------ Given text ------

Catching Up With TNG's Capt. Garrett, Tricia O'Neil
Tricia O’Neil seemed at once awed and confused. The actress – who’d played Captain Rachel Garrett in TNG’s’ “Yesterday’s Enterprise,” Kurak in TNG’s “Suspicions” and Korinas in the DS9 hour “Defiant” -- was in London this past fall for the big Destination Star Trek event, and she was reacting to the goings-on around her: Star Trek stars from the various series milled about, journalists swooped in for interviews and, just a short time later, thousands of fans poured through the entrance to start day one of the blockbuster weekend. Anyone there might have marveled at what O’Neil witnessed, but bear in mind, this was her first convention… ever (as a guest, anyway). O’Neil went on to spend the weekend at DSTL, reminiscing on the stage, posing for photos with fans and signing lots of autographs. The actress promised to chat with StarTrek.com upon her return, and she kept that promise last week. Here’s what she had to say about her trio of Trek guest shots, appearance at DSTL and life today.
DSTL was your very first convention. How did you enjoy the experience?
O’Neil: I’d never experienced anything quite like that in my life. I said yes, but I was intimidated by the prospect. At the same time, I wanted to go to London and I wanted to see what a convention was like. One time, actually, there was a convention here in Los Angeles. I thought I’d go and look and see what it was like – as a fan, as a person, because I’d always been a fan of Star Trek. I was standing in line to get a ticket and I got almost to the box office and someone behind me said, “Captain Rachel Garrett! Captain Rachel Garrett!” People turned around. I turned around. People just came toward me, and the next thing I knew, the people who were running things there came and got me and took me away. I was mobbed with enthusiasm, and I was so overcome. DSTL was different. I wound up talking from the stage, in front of all these people. I walked out on stage and light bulbs went off, and I just loved the camaraderie of it and being a part of it. And the fans were amazing. They knew more about the characters, especially Rachel Garrett, than I remembered.
Would you do more convention appearances? Perhaps in the U.S.?
O’Neil: Yes, I would. Richard Arnold came while I was signing some cards and said that there were other ones here, in the U.S., and would I be interested? I said, “Yes.” It’s a fantastic experience to be part of all of that, part of a legacy like Star Trek. It’s about people’s hopes and wishes, for people all over, everywhere, and they’re joined by their love for Star Trek. It’s almost magical.
Let’s go back to Captain Garrett. What impressed you most about the character, as a person?
O’Neil: She had dedication. She had extraordinary courage. She had command of her life and the lives of other people, her crew. Her choices were very powerful and very hard and, for me, the person who was playing her, I was released to believe what she believed. That’s what actors try to do; we try to be these characters we play while we’re playing them. So I had the experience of being the captain of a starship. I wear it as a badge of honor that I played the first female captain of the Enterprise.
Did you audition for the role?
O’Neil: No. I’d auditioned for other roles on the show. I didn’t get those, but they called me in to play Captain Garrett.
You were with James Cameron when you got word that you were up for the part, right?
O’Neil: Yes. I was on a diving trip with Jim Cameron. I was the star of the first movie he ever directed, and we were dive buddies. I was with him, diving, and that’s when I heard that I was up for it. So I then had to go back to L.A. And when I got the part, I was at home, and I jumped up and down on the coffee table in my living room. I was just elated.

------

▶ **Given task A**: Show every line of the records that contains the string "accent", treating uppercase and lowercase as different.

------ Available records ------

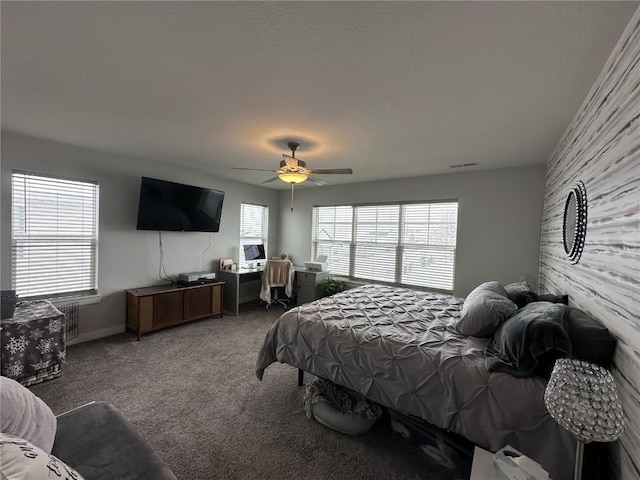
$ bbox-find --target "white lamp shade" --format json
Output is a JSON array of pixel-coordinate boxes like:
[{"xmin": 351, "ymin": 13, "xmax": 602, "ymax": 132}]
[{"xmin": 544, "ymin": 358, "xmax": 624, "ymax": 443}]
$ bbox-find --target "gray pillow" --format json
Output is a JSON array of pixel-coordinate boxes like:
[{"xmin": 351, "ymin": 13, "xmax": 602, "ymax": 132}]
[
  {"xmin": 504, "ymin": 282, "xmax": 538, "ymax": 308},
  {"xmin": 456, "ymin": 281, "xmax": 518, "ymax": 337},
  {"xmin": 485, "ymin": 302, "xmax": 572, "ymax": 378},
  {"xmin": 0, "ymin": 377, "xmax": 58, "ymax": 453}
]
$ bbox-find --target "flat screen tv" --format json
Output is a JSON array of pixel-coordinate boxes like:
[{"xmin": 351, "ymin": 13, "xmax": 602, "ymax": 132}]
[
  {"xmin": 136, "ymin": 177, "xmax": 224, "ymax": 232},
  {"xmin": 243, "ymin": 244, "xmax": 267, "ymax": 262}
]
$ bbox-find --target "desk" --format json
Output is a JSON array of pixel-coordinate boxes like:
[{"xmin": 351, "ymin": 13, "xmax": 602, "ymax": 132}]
[
  {"xmin": 217, "ymin": 265, "xmax": 329, "ymax": 315},
  {"xmin": 216, "ymin": 267, "xmax": 262, "ymax": 315},
  {"xmin": 0, "ymin": 300, "xmax": 65, "ymax": 386}
]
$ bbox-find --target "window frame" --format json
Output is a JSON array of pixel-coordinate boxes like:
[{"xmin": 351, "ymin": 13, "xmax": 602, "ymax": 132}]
[
  {"xmin": 311, "ymin": 199, "xmax": 459, "ymax": 293},
  {"xmin": 238, "ymin": 202, "xmax": 269, "ymax": 267},
  {"xmin": 11, "ymin": 170, "xmax": 100, "ymax": 301}
]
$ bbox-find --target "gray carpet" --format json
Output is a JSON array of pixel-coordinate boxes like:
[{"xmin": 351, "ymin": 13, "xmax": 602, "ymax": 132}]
[{"xmin": 31, "ymin": 304, "xmax": 457, "ymax": 480}]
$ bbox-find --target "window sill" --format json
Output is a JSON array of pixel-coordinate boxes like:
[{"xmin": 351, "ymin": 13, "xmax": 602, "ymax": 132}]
[{"xmin": 49, "ymin": 294, "xmax": 102, "ymax": 307}]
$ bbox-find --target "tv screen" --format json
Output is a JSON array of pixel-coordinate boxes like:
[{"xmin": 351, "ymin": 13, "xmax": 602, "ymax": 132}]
[
  {"xmin": 136, "ymin": 177, "xmax": 224, "ymax": 232},
  {"xmin": 243, "ymin": 244, "xmax": 267, "ymax": 261}
]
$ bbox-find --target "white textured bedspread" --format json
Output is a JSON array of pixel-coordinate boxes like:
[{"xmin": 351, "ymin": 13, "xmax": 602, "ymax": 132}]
[{"xmin": 256, "ymin": 285, "xmax": 575, "ymax": 479}]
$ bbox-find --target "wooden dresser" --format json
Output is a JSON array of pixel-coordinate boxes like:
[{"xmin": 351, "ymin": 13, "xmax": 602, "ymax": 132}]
[{"xmin": 126, "ymin": 282, "xmax": 224, "ymax": 340}]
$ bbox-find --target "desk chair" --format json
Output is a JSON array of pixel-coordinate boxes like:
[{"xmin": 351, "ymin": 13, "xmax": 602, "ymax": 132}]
[{"xmin": 260, "ymin": 260, "xmax": 295, "ymax": 310}]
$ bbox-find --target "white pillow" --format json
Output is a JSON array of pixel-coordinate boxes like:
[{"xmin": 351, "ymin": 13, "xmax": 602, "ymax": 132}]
[
  {"xmin": 0, "ymin": 377, "xmax": 58, "ymax": 453},
  {"xmin": 0, "ymin": 433, "xmax": 83, "ymax": 480}
]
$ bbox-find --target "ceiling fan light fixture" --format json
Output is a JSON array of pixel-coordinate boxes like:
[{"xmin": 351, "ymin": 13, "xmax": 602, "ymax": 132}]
[{"xmin": 278, "ymin": 172, "xmax": 307, "ymax": 183}]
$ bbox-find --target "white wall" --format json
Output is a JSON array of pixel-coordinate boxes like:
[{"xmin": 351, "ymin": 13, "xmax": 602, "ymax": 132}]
[
  {"xmin": 279, "ymin": 164, "xmax": 545, "ymax": 296},
  {"xmin": 0, "ymin": 131, "xmax": 278, "ymax": 340},
  {"xmin": 0, "ymin": 132, "xmax": 544, "ymax": 340}
]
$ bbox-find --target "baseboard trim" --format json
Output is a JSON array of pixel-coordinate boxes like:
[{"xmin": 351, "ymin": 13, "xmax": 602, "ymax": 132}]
[{"xmin": 67, "ymin": 325, "xmax": 125, "ymax": 346}]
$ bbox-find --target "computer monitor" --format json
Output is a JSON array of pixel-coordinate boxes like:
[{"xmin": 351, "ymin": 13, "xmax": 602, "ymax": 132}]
[{"xmin": 243, "ymin": 244, "xmax": 267, "ymax": 262}]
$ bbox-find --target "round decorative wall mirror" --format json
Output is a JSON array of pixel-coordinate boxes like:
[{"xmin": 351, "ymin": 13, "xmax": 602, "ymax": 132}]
[{"xmin": 562, "ymin": 181, "xmax": 587, "ymax": 264}]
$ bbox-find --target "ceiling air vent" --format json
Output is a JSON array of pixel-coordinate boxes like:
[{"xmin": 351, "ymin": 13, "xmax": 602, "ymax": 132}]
[{"xmin": 449, "ymin": 162, "xmax": 478, "ymax": 168}]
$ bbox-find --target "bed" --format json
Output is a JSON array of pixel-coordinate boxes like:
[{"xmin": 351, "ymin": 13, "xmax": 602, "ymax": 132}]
[{"xmin": 256, "ymin": 285, "xmax": 575, "ymax": 480}]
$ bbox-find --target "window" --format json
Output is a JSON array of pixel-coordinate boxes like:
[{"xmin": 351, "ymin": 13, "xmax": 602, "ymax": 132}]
[
  {"xmin": 239, "ymin": 203, "xmax": 269, "ymax": 265},
  {"xmin": 11, "ymin": 171, "xmax": 98, "ymax": 298},
  {"xmin": 313, "ymin": 201, "xmax": 458, "ymax": 291}
]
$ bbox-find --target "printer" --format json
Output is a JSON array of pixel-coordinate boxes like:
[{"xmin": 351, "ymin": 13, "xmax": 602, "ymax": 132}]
[{"xmin": 304, "ymin": 255, "xmax": 327, "ymax": 272}]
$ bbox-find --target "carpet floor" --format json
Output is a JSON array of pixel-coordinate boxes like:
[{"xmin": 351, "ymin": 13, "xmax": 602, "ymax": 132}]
[{"xmin": 31, "ymin": 303, "xmax": 458, "ymax": 480}]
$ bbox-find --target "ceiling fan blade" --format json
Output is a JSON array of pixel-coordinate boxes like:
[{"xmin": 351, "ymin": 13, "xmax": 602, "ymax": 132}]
[
  {"xmin": 308, "ymin": 168, "xmax": 353, "ymax": 175},
  {"xmin": 231, "ymin": 167, "xmax": 276, "ymax": 172},
  {"xmin": 305, "ymin": 175, "xmax": 327, "ymax": 185},
  {"xmin": 261, "ymin": 177, "xmax": 280, "ymax": 185}
]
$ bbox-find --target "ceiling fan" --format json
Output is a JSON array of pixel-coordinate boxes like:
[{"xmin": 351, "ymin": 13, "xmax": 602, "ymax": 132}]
[
  {"xmin": 231, "ymin": 142, "xmax": 353, "ymax": 185},
  {"xmin": 231, "ymin": 142, "xmax": 353, "ymax": 212}
]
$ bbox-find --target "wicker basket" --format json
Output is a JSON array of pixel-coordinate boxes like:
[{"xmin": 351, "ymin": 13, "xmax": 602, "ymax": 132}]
[{"xmin": 0, "ymin": 290, "xmax": 18, "ymax": 320}]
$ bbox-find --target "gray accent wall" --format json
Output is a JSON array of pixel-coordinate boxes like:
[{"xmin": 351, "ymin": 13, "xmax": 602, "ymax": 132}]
[
  {"xmin": 0, "ymin": 131, "xmax": 278, "ymax": 341},
  {"xmin": 279, "ymin": 164, "xmax": 545, "ymax": 297},
  {"xmin": 540, "ymin": 10, "xmax": 640, "ymax": 480}
]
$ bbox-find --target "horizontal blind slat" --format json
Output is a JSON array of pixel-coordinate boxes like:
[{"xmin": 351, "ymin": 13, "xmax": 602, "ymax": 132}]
[{"xmin": 11, "ymin": 172, "xmax": 99, "ymax": 297}]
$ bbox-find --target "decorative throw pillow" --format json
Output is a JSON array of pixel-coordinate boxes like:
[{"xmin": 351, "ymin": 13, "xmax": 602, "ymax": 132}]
[
  {"xmin": 567, "ymin": 307, "xmax": 616, "ymax": 368},
  {"xmin": 504, "ymin": 282, "xmax": 538, "ymax": 308},
  {"xmin": 456, "ymin": 281, "xmax": 518, "ymax": 337},
  {"xmin": 485, "ymin": 302, "xmax": 571, "ymax": 378},
  {"xmin": 0, "ymin": 433, "xmax": 83, "ymax": 480},
  {"xmin": 0, "ymin": 377, "xmax": 57, "ymax": 453}
]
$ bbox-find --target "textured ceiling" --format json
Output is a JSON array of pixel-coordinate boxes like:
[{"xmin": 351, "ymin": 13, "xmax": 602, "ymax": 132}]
[{"xmin": 1, "ymin": 1, "xmax": 639, "ymax": 188}]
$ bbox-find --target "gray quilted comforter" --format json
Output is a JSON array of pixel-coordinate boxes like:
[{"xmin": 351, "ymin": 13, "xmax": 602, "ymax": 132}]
[{"xmin": 256, "ymin": 285, "xmax": 575, "ymax": 479}]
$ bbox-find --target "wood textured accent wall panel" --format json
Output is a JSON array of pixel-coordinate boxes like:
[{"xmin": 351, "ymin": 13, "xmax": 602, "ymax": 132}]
[{"xmin": 540, "ymin": 9, "xmax": 640, "ymax": 480}]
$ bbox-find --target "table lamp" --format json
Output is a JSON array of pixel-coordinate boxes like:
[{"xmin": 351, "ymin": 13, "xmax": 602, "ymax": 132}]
[{"xmin": 544, "ymin": 358, "xmax": 624, "ymax": 480}]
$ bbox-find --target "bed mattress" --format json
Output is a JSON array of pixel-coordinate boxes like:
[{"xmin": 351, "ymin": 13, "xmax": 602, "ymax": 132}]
[{"xmin": 256, "ymin": 285, "xmax": 575, "ymax": 479}]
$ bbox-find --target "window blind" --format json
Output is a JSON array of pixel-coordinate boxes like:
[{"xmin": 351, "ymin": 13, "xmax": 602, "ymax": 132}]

------

▶ **Given task B**: Write the next part of the interview with Tricia O'Neil, picking up after its last sentence.

▶ **Task output A**:
$ bbox-find --target "gray accent wall" --format json
$ bbox-find --target "wood textured accent wall panel" --format json

▶ **Task output B**:
What do you remember about being on set, about the production?
O’Neil: I knew what that captain’s chair was and when I, Tricia O’Neil, sat in that chair, I understood the importance of it. A lot of people work on these shows -- people who build the sets and the props and make the costumes – and the work is so good you can absolutely suspend your disbelief of things. Everything becomes very real and, if you let go of not believing, you can sail right into a whole world. Sitting in that chair as captain of the U.S.S. Enterprise, that’s who I was for a week or so. It was an extraordinary experience. All of the people involved were so talented: the writers, the actors, the set people. Everything is so much bigger than you, but it supports who you are being at the time, for the story.
What was it like to return to the same show several years later as a different character, and to endure the Klingon makeup?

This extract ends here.